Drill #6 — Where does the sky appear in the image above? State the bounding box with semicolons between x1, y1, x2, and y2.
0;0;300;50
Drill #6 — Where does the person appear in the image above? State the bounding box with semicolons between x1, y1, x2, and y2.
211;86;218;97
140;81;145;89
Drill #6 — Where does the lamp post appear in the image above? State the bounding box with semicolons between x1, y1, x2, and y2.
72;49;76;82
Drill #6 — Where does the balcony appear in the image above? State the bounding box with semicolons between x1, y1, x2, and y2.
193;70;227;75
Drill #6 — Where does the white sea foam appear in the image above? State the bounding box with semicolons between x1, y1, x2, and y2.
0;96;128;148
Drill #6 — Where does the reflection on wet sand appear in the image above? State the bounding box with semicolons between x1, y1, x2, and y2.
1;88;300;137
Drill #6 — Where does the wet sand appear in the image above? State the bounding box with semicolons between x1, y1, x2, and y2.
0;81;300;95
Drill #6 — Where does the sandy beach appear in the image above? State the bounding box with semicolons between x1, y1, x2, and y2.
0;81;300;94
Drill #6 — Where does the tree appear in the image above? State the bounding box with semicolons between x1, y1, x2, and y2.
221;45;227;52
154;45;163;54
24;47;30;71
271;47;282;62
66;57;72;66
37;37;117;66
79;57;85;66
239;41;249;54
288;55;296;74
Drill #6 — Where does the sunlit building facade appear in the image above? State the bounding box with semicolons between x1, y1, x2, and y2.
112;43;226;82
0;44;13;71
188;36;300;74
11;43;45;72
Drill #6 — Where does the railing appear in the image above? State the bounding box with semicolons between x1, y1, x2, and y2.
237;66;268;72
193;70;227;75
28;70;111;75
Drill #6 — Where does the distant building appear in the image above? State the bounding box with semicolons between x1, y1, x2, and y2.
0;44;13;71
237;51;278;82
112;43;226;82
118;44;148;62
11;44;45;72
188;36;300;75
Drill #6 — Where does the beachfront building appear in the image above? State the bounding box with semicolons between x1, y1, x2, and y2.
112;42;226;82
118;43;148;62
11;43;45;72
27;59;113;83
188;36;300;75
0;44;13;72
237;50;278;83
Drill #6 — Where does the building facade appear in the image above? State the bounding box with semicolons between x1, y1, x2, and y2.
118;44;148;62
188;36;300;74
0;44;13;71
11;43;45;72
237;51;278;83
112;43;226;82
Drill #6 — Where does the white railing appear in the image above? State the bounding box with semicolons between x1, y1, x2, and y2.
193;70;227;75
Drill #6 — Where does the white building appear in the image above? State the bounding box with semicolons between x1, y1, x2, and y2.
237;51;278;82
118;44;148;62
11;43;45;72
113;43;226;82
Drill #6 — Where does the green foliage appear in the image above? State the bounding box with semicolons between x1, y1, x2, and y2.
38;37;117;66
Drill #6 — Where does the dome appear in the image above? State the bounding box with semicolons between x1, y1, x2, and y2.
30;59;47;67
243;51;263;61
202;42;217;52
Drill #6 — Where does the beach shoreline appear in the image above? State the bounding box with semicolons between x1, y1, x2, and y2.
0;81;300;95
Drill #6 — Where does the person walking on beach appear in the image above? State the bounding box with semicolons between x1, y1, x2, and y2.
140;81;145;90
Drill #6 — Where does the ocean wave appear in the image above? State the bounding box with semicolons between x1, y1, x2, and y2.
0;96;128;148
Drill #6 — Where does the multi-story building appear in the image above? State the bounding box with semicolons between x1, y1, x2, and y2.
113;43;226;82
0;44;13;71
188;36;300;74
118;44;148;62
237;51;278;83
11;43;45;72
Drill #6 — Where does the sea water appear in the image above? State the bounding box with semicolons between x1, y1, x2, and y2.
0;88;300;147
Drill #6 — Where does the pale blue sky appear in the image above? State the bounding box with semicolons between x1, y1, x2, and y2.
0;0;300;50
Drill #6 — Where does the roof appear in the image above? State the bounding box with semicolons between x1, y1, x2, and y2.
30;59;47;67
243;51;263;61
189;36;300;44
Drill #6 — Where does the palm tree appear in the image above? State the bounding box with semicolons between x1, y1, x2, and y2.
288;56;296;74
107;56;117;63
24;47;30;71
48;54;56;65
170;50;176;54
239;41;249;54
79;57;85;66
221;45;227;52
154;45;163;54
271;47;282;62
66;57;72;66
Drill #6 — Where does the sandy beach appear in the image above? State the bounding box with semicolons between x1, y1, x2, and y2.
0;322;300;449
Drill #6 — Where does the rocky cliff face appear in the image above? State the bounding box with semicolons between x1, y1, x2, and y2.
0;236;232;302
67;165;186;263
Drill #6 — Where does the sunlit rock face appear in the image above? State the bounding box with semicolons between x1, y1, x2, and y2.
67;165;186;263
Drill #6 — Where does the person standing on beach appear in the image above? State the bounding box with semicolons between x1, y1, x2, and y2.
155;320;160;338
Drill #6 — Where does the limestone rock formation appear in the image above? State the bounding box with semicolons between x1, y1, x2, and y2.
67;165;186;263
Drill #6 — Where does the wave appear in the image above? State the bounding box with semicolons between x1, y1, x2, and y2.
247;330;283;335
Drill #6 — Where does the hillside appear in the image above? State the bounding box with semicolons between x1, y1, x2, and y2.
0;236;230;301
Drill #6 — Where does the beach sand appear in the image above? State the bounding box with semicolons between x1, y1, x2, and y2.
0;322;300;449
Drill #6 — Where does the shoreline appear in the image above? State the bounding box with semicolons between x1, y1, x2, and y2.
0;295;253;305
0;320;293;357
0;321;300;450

What you are asked to do —
Copy the material above without changing a character, starting at the line with "Drill #6 — Where does the person standing" and ending with, and including, the line with "0;236;230;301".

Reply —
Drill #6 — Where does the person standing on beach appear in the image above? State the bounding box with semicolons between x1, y1, x2, and y2.
155;320;160;338
Drill #6 — Where does the limestone rock formation appear in the image above? State the bounding box with semicolons between x1, y1, x2, and y2.
67;165;186;263
Drill #6 — Where does the wave appear in the image above? State the bounding box with semicolons between x1, y1, x2, and y2.
247;330;283;335
Drill #6 — Where does the hillside appear in the image above? State the bounding box with semicolons between x1, y1, x2, and y2.
0;236;230;301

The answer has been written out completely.